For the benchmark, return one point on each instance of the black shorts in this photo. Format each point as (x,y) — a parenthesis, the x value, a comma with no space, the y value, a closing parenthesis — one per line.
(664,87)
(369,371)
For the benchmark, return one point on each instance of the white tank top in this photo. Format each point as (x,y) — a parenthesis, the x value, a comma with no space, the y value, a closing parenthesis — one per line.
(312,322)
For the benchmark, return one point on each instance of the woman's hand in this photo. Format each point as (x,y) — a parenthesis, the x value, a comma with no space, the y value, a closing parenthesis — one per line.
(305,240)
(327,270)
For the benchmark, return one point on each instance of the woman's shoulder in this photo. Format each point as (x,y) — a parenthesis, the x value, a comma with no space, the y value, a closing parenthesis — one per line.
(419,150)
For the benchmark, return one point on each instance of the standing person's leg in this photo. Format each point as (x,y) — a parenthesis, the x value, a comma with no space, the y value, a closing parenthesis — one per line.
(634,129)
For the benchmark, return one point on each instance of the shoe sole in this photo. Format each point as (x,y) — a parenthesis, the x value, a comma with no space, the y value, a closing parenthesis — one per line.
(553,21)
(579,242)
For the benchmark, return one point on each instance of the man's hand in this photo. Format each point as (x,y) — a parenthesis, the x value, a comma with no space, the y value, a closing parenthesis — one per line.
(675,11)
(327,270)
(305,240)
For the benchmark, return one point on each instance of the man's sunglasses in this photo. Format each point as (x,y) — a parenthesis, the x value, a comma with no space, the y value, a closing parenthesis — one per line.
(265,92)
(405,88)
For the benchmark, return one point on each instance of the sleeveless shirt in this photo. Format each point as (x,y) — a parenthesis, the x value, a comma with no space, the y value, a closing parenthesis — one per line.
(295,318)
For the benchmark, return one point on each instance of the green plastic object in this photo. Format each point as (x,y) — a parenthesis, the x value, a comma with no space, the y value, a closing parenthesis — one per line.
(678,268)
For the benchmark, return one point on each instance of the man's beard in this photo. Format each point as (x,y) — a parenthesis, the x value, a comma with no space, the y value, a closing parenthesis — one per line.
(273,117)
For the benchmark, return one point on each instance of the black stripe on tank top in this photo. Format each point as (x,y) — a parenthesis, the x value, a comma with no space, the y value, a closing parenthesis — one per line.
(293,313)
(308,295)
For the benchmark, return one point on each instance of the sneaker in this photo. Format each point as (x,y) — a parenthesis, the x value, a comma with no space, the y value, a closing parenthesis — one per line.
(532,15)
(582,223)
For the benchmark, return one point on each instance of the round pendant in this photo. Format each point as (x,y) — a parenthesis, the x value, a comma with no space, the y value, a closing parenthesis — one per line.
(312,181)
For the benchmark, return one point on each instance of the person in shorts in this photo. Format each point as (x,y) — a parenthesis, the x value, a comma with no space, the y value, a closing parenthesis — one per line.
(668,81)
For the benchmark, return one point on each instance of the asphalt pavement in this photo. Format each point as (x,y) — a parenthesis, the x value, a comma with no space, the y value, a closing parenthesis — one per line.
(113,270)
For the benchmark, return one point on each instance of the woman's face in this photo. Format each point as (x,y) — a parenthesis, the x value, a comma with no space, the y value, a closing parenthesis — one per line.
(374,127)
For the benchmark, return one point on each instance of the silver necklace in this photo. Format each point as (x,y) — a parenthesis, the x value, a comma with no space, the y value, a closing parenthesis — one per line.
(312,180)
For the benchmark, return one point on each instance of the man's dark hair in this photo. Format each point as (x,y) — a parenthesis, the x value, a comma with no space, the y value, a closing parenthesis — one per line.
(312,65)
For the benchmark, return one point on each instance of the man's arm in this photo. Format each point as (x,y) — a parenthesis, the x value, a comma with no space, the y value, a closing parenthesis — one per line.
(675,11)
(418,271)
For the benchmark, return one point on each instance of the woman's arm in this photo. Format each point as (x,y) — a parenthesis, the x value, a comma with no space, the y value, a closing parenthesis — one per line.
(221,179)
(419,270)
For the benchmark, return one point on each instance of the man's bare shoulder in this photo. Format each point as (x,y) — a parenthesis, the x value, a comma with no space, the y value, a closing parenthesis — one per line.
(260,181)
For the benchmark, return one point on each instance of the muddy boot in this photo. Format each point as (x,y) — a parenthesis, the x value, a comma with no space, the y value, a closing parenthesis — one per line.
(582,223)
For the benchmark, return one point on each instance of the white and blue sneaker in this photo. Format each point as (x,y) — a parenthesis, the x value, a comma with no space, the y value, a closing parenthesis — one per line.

········

▶ _Challenge_: Would you copy out each line exactly as written?

▶ _Exercise response_:
For the benchmark, return one point on each instance of the black shorts in this photo. Format each point as (x,y) — a parenthesis, the x value, a comma with no space, the y value, a closing parenthesis — one per line.
(664,87)
(369,371)
For the benchmark, return one point on each instance of the white tank top in this photo. Format each point as (x,y) — a parenthesis, the x value, a comma with no space, the y value, a closing parenthesis — one per line.
(312,322)
For the benchmark, return one point on each instance of the woman's hand in this photo. Format each point as (x,y) — a parenthesis, the x value, a comma with no space, the y value, a closing parenthesis — one per line.
(305,240)
(327,270)
For the benchmark, return one point on each instance of the woman's shoulder in this photo. Format each point as (x,y) — a parenthesis, the x value, a comma with no space, the y value, a closing parenthesis — one per line.
(419,150)
For the benchmark, return one point on each instance of the standing person's leg in this photo. Format each point as (x,y) — a parenthesis, the x value, a comma with no space, the y value, a closing parenthesis — one per line.
(634,129)
For the benchmark, return one point on each instance of the shoe sole in this photo. Format each point as (x,y) — a parenthesis, the x value, a comma with no space, the y value, a closing parenthesis — one per line.
(553,21)
(579,242)
For the benchmark, return one point on each instance of the man's hand in this photo. Format each point as (x,y) — a parenthesis, the x value, a comma with no space, the y value, a closing parenthesis — one per line.
(675,11)
(327,270)
(305,240)
For the benchmark, return one point on each instance of the man's sunglasses in this photo. Format each point as (x,y) — a parenthesis, the x value, a comma with no space, the y value, a closing parenthesis — one per line.
(265,92)
(405,88)
For the benchmark, return one point on each instance of the sleeveless shirt in this photo. Format each point as (x,y) — a parenthesis, the x value, a comma with no space, the y value, a closing parenthesis — one per line.
(295,318)
For the benchmark, return one point on each instance of the green plastic object in this photo. Format each point as (x,y) — a parenthesis, the x value, a comma with no space, the y value, a closing parenthesis — one per line.
(678,268)
For the benchmark, return one point on each instance of the man's beard in this photo. Format each point as (x,y) — a parenthesis, the x value, a comma with no space, the y value, a closing parenthesis — one per line.
(273,117)
For the benchmark, return one point on each instance of the black stripe on tank top in this photo. Format each point as (x,y) — a parenthesis, the x value, a comma with no space, the y value, a closing parenthesis — one per line.
(293,313)
(308,295)
For the benchmark, return one point on each instance of the sneaker in this photo. Format each point as (x,y) — a parenthesis, the x value, a comma with no space, the y value, a closing parenthesis — one per line.
(532,15)
(582,223)
For the benchmark, return one point on each instance of the round pendant in this photo. Format each point as (x,y) — a parenthesis, the x value, a comma with no space, the y value, a closing parenthesis — one per line.
(312,181)
For the benchmark, return one point on each instance of the person in shorts in this photo. Format each point as (x,y) — a parenthesis, the x value, a comma with no space, the y value, a closing parenthesis — one per line.
(668,81)
For the benchmark, return one point on each instance of the asphalt pavement in this photo. Format each point as (x,y) — a parenthesis, the x value, a comma with no space, the y value, a closing parenthesis — one per line.
(113,270)
For the benchmark, return one point on each instance of the woman's face in this photo. Format each point as (x,y) — a parenthesis, the x value, a comma with no space, the y value, a closing parenthesis — one per line.
(374,127)
For the benchmark, return one point on each instance of the silver necklace in this photo. Format each point as (x,y) — a parenthesis, the x value, a comma with no space, the y value, a closing parenthesis — one per line.
(312,180)
For the benchmark, return one point on each instance of the man's dark hair in this photo. Format each point as (x,y) — a parenthesis, the x value, a comma with no space, the y value, a closing parenthesis — one per line.
(312,65)
For the benchmark, return one point on each instance of the man's arm in this photo. Format each point as (x,y) — a parenthesis, the x value, a comma with no space, the y value, a closing parenthesis — one per line.
(675,11)
(418,271)
For the benchmark, return one point on each instance of the woman's arm in this photo. Format each point as (x,y) — a parenthesis, the x value, a comma with no space, the y value, a closing parenthesis — one per line.
(221,179)
(419,270)
For the benchmark, return one point on each instance of the man's bare shoulder in this photo. Format each point as (x,y) — a parenthesis, the x value, a comma with no space, the y value, a closing parenthesis — one per line.
(260,181)
For the benchmark, return one point on each instance of the muddy boot in this photo. Format each point as (x,y) — a parenthesis, the x value, a comma with no space, the y value, a closing parenthesis — one per line.
(582,223)
For the benchmark, return one point on each instance of the white and blue sneaker in this photo. Format each point as (x,y) — a parenthesis, the x value, a comma with no space, the y value, a closing parenthesis — one per line.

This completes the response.